EXTRACT:
-*-*-
It’s not entirely clear how Saw Palmetto works, but it’s thought to block the production of certain hormones involved in PCOS. In particular, Saw Palmetto may help reduce levels of testosterone, a hormone that can be elevated in women with PCOS. Testosterone plays a role in ovulation, so reducing testosterone levels may help regulate the menstrual cycle and improve fertility in women with PCOS.
Saw Palmetto may also have anti-inflammatory effects and improve insulin sensitivity, both of which are associated with PCOS.
There is some evidence to suggest that Saw Palmetto can help reduce symptoms of PCOS. One study found that women who took Saw Palmetto for six months had significant improvements in hirsutism (excessive hair growth), acne, and menstrual regularity compared to those who did not take the supplement.
-*-*-
GIVEN ENTRIES:
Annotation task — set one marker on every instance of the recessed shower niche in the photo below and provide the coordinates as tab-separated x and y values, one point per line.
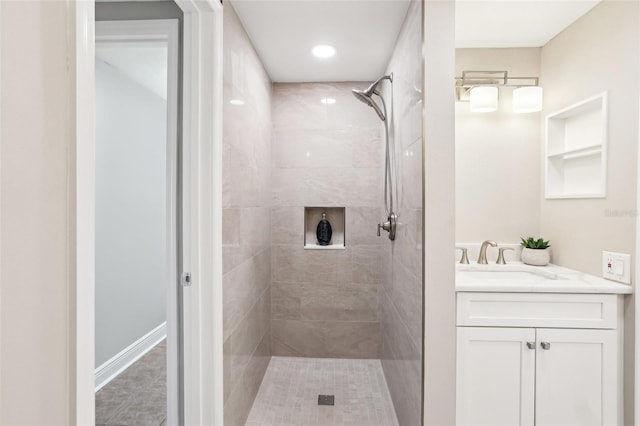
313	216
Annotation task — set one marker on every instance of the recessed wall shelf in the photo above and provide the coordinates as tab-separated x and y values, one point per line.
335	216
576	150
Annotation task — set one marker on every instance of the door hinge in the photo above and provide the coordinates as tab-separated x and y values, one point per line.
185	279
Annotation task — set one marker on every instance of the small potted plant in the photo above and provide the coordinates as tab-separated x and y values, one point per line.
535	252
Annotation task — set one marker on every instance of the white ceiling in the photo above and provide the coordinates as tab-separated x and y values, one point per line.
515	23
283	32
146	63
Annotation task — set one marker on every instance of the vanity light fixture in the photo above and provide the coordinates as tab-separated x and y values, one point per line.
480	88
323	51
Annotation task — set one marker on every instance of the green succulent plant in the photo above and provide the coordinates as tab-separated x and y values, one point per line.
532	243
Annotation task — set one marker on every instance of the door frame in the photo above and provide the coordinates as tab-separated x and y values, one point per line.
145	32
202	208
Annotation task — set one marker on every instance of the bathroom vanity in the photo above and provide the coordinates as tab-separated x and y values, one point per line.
-*-*-
Pick up the passage on Saw Palmetto and PCOS after its final sentence and continue it.

Another study found that Saw Palmetto was as effective as the oral contraceptive pill in reducing hirsutism and improving menstrual regularity in women with PCOS. However, this study did not find any improvement in acne or insulin resistance with Saw Palmetto.
There is no one-size-fits-all treatment approach for PCOS, but some women may find relief from symptoms by taking Saw Palmetto. Saw Palmetto is generally considered safe when taken by mouth for up to two years; however, it may interact with certain medications and should be used only under the supervision of a healthcare provider.